John Nash’s 18th Century version followed due to the intervention of John Howard, to improve the condition in which Carmarthen’s prisoners were kept, by demolishing Carmarthen’s two gaols in favour of a new single gaol to serve the Borough and the County.
Crime and Punishment
In the 1700s, the death penalty could be invoked for over 200 offences. By 1832, this had been reduced to120 offences. After 1861, the death penalty was confined to offences of murder, treason, piracy with violence and arson in the sovereign’s vessels, arsenals and dockyards.
It was normal practice at the time for executions to take place in full public view. The location for County executions was at Babel Hill, Pensarn (where Babel Chapel now stands) a mile south of the town; while Royal Oak Common in Johnstown was the scene for all Town executions.
The last public hanging was in 1817, after which a safer place was sought, and a public gallows was erected inside the front wall of the County Gaol, facing Spilman Street. The last public hanging in Carmarthen Gaol was 1829, with the last closed hanging taking place in 1894.
Punishments for other offences still remained harsh. The treadmill at Carmarthen was located in the Southwest overlooking Coracle Way and Little Bridge Street, and was used to provide power to pump water from the well to the tanks in the roof. Another punishment was The Crank, which was completely demoralising and soul destroying. It was part of the cell and comprised a large box fitted to a wall or the floor, and filled with sand and gravel. A large handle projected from the side, with a paddle inside. This had to be pushed through the sand. The tasks set would be 10,000 to 12,000 per day.
........
• [TASKS TO CARRY OUT]:
- a) Answer these from the passage on Carmarthen's gaol:
(i) Where were all Town executions carried out?
(ii) After 1861, which offences could still carry the death penalty?
(iii) What was the treadmill at Carmarthen used to power?
- b) Retype the rows below from their first line through the line containing "column 57, row 98".

• [DATA EXCERPTS]:
........
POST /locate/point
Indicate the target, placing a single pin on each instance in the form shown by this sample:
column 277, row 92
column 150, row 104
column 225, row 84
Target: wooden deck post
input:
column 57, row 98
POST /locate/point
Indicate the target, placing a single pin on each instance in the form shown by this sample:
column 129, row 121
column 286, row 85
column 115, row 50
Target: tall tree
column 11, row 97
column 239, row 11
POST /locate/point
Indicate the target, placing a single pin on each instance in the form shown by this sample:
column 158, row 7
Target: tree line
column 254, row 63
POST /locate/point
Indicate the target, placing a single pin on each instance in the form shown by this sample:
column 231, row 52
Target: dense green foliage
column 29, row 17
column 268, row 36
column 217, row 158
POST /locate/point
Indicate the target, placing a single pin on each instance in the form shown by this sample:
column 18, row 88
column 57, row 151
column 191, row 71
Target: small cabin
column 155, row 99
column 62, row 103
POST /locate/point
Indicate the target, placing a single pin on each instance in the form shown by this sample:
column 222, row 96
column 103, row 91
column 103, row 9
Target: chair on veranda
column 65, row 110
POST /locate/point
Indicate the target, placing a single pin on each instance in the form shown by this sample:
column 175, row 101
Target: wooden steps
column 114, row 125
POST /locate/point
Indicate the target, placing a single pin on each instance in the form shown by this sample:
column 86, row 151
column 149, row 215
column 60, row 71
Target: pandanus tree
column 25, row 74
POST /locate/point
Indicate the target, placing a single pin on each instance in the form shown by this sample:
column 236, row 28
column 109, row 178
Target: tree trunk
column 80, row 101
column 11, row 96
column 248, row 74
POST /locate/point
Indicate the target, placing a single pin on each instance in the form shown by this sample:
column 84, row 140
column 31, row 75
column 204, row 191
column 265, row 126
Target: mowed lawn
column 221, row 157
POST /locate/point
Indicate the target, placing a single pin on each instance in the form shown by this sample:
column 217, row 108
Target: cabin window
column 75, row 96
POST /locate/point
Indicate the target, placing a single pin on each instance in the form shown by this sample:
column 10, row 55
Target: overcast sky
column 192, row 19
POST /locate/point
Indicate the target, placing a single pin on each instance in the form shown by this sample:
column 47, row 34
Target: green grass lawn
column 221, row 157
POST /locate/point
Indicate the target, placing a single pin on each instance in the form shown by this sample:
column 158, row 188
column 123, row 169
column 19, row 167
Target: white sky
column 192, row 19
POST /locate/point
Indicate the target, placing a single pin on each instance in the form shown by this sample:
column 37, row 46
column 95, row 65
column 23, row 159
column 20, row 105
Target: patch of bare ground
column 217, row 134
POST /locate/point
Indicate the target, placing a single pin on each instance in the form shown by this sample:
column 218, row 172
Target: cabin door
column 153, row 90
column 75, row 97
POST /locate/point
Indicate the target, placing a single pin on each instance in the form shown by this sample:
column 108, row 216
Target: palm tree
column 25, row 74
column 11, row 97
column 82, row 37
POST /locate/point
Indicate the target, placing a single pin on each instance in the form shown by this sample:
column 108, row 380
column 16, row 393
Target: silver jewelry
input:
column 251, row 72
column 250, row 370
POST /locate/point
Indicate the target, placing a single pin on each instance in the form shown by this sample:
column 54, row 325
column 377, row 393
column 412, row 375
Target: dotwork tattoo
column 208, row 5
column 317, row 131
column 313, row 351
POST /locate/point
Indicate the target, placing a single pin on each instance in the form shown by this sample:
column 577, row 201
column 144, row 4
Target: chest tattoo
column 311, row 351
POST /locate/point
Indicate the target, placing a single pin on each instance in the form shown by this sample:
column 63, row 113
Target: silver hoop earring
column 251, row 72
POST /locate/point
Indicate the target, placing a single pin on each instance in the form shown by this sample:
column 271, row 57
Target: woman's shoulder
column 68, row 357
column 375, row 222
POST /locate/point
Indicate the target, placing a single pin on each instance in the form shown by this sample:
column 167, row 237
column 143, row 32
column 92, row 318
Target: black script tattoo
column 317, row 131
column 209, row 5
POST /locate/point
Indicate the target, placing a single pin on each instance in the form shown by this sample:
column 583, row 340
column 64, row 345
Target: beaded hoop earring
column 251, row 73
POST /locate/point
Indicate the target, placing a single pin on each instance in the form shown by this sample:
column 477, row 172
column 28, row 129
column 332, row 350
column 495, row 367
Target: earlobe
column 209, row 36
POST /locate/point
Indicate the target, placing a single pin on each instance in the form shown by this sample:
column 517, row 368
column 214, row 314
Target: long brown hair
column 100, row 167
........
• [TASK-BY-TASK SOLUTIONS]:
- a)
(i) Royal Oak Common in Johnstown.
(ii) Murder, treason, piracy with violence, and arson in the sovereign's vessels, arsenals and dockyards.
(iii) Pumping water from the well to the tanks in the roof.

- b)
POST /locate/point
Indicate the target, placing a single pin on each instance in the form shown by this sample:
column 277, row 92
column 150, row 104
column 225, row 84
Target: wooden deck post
input:
column 57, row 98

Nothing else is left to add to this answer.